**WHAT TO WORK ON**
Reproduce the material below, substituting "upper arm" for "forearm" at every occurrence and changing nothing else.

Records taken from a collection
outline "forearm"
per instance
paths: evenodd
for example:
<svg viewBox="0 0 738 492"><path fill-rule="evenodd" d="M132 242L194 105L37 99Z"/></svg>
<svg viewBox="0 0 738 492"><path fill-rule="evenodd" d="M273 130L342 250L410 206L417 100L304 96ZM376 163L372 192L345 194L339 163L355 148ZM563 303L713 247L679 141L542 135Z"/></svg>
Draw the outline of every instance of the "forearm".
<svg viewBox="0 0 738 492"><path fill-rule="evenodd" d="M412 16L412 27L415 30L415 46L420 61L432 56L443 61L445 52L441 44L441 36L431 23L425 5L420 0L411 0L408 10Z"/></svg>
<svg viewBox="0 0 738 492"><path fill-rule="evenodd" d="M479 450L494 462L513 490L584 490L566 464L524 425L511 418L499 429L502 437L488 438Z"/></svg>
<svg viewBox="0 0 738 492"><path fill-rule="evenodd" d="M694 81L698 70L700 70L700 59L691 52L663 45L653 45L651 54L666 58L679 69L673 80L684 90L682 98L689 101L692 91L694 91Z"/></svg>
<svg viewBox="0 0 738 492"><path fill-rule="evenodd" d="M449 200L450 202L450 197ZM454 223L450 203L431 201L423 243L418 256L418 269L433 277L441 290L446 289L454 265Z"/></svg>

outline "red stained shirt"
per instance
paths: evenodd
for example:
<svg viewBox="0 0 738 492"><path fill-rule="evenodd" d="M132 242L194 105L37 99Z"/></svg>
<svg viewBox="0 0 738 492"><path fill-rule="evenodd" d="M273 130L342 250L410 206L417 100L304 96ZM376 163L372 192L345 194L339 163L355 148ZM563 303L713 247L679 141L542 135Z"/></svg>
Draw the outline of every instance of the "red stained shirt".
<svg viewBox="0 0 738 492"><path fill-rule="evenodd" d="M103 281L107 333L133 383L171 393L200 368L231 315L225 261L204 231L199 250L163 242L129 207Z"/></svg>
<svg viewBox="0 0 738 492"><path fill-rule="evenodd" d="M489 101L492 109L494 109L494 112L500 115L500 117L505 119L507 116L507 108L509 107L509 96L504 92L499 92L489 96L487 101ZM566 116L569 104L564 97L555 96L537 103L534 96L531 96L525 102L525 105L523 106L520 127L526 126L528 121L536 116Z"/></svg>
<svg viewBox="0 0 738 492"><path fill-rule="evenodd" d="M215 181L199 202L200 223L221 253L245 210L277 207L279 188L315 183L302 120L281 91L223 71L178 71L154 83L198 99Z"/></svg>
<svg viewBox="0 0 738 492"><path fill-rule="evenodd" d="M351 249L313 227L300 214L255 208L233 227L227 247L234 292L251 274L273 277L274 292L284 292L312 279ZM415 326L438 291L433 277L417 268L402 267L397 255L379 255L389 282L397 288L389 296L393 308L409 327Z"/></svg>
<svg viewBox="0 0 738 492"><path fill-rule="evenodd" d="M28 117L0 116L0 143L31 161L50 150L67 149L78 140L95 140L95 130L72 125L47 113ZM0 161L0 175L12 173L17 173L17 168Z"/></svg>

**RESULT**
outline "upper arm"
per instance
paths: evenodd
for example:
<svg viewBox="0 0 738 492"><path fill-rule="evenodd" d="M132 242L194 105L37 99Z"/></svg>
<svg viewBox="0 0 738 492"><path fill-rule="evenodd" d="M273 130L342 250L410 206L417 100L304 96ZM376 163L372 192L345 194L339 163L355 148ZM563 303L713 247L679 141L542 135Z"/></svg>
Draw the outline of every instance of the "upper arm".
<svg viewBox="0 0 738 492"><path fill-rule="evenodd" d="M412 16L412 27L415 30L415 46L420 61L432 56L443 61L445 52L441 44L441 36L431 23L425 5L420 0L411 0L408 10Z"/></svg>
<svg viewBox="0 0 738 492"><path fill-rule="evenodd" d="M479 450L494 462L513 490L584 490L566 464L524 425L511 418L499 429L502 437L488 438Z"/></svg>
<svg viewBox="0 0 738 492"><path fill-rule="evenodd" d="M694 81L698 70L700 70L700 59L691 52L663 45L653 45L651 54L666 58L679 69L673 80L684 90L682 98L689 101L692 91L694 91Z"/></svg>
<svg viewBox="0 0 738 492"><path fill-rule="evenodd" d="M449 200L450 202L450 197ZM454 223L450 203L431 201L423 243L418 256L418 269L433 277L441 290L446 289L454 265Z"/></svg>

outline "red stained shirt"
per instance
paths: evenodd
for example:
<svg viewBox="0 0 738 492"><path fill-rule="evenodd" d="M132 242L194 105L37 99Z"/></svg>
<svg viewBox="0 0 738 492"><path fill-rule="evenodd" d="M273 130L342 250L410 206L417 100L304 96ZM376 163L372 192L345 194L339 163L355 148ZM563 303L713 247L679 141L542 135Z"/></svg>
Draw the outline of every instance of the "red stained shirt".
<svg viewBox="0 0 738 492"><path fill-rule="evenodd" d="M103 281L107 333L133 383L171 393L200 368L231 315L225 261L204 231L199 250L163 242L129 207Z"/></svg>
<svg viewBox="0 0 738 492"><path fill-rule="evenodd" d="M489 101L492 109L494 109L494 112L500 115L500 117L505 119L507 116L507 108L509 107L509 96L504 92L499 92L489 96L487 101ZM566 116L569 104L564 97L555 96L537 103L534 96L531 96L525 102L525 105L523 106L520 127L526 126L528 121L536 116Z"/></svg>
<svg viewBox="0 0 738 492"><path fill-rule="evenodd" d="M215 181L199 202L200 223L221 253L245 210L277 207L279 188L315 183L302 120L281 91L223 71L178 71L154 83L198 99Z"/></svg>
<svg viewBox="0 0 738 492"><path fill-rule="evenodd" d="M351 249L313 227L300 214L255 208L233 227L227 247L234 292L251 274L273 277L274 292L284 292L312 279ZM415 326L438 291L433 277L417 268L402 267L397 255L379 255L389 282L397 288L389 296L393 308L409 327Z"/></svg>
<svg viewBox="0 0 738 492"><path fill-rule="evenodd" d="M28 117L0 116L0 143L31 161L50 150L67 149L78 140L95 140L95 130L72 125L47 113ZM0 161L0 175L12 173L17 173L17 168Z"/></svg>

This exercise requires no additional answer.